> EXTRACT

# Puppy training in Orlando, Fl?



## cgpickering (May 2, 2011)

Hello all, We have a beautiful and cuddly 9 week old golden puppy. We'd like to start her in puppy classes after she gets her next set of booster shoots. We would prefer classes from a trainer that truly knows the golden retriever breed. Can anyone point us in the right direction? Thanks!


----------



## oakleysmommy (Feb 20, 2011)

I live in Clermont and i dont really know of anywhere but just wanted to say hello!!! we are training our puppy on our own he is now 14 weeks.


----------



## Door (Apr 2, 2010)

Click on this:


ODTC - Training Classes


----------



## Lexis Dad (Jan 26, 2011)

Hello from Kissimmee Welcome


----------



## cgpickering (May 2, 2011)

Thanks, all. We found a puppy class in Maitland. We're starting on Monday. I think she'll really enjoy it. She loves to learn and play!


----------



## Prada-Euge (May 28, 2011)

*Puppy training*

Hello I'm from Orlando, too. I have a 8 week old puppy and I would like to know where in maintland? and if there where good?

Thanks


----------



## cgpickering (May 2, 2011)

Prada-Euge said:


> Hello I'm from Orlando, too. I have a 8 week old puppy and I would like to know where in maintland? and if there where good?
> 
> Thanks


Congrats on your new puppy! The class is with Best Paw Forward. They have a website with all of their info. Its a six week course, we haven't finished yet. Its ok so far. A lot of what we are learning I already knew, just from reading articles on training. I suppose the best part is the puppies get to socialize with one another. Good luck!


----------

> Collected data
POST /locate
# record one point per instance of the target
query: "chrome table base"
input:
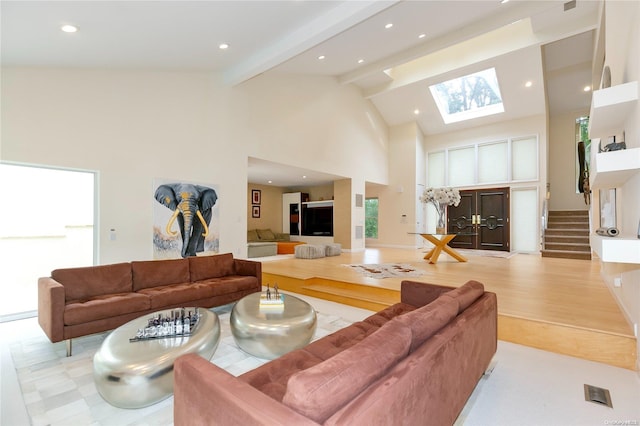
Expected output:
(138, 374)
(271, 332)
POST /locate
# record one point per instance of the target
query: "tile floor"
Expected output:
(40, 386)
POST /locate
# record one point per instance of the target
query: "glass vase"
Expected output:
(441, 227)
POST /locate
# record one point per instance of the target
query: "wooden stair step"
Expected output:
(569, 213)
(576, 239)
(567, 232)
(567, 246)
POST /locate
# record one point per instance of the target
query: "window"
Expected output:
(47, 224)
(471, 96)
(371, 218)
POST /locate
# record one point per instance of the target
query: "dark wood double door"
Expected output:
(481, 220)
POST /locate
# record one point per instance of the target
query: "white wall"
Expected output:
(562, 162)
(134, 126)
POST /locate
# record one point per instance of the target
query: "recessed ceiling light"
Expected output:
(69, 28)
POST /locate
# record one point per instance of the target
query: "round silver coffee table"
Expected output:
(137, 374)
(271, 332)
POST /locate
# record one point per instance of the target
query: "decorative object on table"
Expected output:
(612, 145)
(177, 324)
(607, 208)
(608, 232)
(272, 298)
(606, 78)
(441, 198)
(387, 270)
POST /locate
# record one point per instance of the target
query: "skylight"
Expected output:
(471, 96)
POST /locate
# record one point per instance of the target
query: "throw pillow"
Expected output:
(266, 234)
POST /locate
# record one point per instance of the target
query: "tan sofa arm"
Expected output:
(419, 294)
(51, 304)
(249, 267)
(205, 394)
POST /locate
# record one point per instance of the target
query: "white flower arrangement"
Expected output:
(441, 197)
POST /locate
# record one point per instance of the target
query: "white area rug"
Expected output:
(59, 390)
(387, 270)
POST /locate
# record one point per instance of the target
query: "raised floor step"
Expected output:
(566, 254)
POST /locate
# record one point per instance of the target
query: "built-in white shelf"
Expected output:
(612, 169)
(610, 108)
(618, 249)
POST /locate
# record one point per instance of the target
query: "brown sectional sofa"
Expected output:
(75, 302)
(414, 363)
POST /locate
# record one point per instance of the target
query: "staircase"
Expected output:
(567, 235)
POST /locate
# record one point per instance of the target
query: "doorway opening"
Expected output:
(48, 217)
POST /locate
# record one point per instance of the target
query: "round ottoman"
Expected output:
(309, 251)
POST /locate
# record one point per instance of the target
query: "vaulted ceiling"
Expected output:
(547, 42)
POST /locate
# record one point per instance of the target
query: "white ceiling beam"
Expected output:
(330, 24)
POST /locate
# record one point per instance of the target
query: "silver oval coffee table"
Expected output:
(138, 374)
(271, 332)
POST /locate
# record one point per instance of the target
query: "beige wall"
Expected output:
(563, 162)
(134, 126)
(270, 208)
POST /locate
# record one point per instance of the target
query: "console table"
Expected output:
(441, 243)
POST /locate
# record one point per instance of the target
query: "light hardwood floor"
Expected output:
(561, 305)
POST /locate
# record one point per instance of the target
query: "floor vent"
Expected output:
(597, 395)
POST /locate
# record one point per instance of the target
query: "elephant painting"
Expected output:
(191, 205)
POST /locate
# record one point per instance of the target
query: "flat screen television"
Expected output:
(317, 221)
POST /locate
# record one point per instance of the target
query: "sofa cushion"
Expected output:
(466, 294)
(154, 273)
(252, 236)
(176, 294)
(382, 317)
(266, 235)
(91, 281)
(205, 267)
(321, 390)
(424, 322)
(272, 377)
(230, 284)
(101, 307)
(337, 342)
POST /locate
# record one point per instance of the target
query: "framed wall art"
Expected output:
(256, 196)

> DIRECTIONS
Repeat the section of the puppy training thread starting at "Congrats on your" and ending at "another. Good luck!". Answer from the puppy training thread alone, without relying on the data.

> WRITTEN ANSWER
Congrats on your new puppy! The class is with Best Paw Forward. They have a website with all of their info. Its a six week course, we haven't finished yet. Its ok so far. A lot of what we are learning I already knew, just from reading articles on training. I suppose the best part is the puppies get to socialize with one another. Good luck!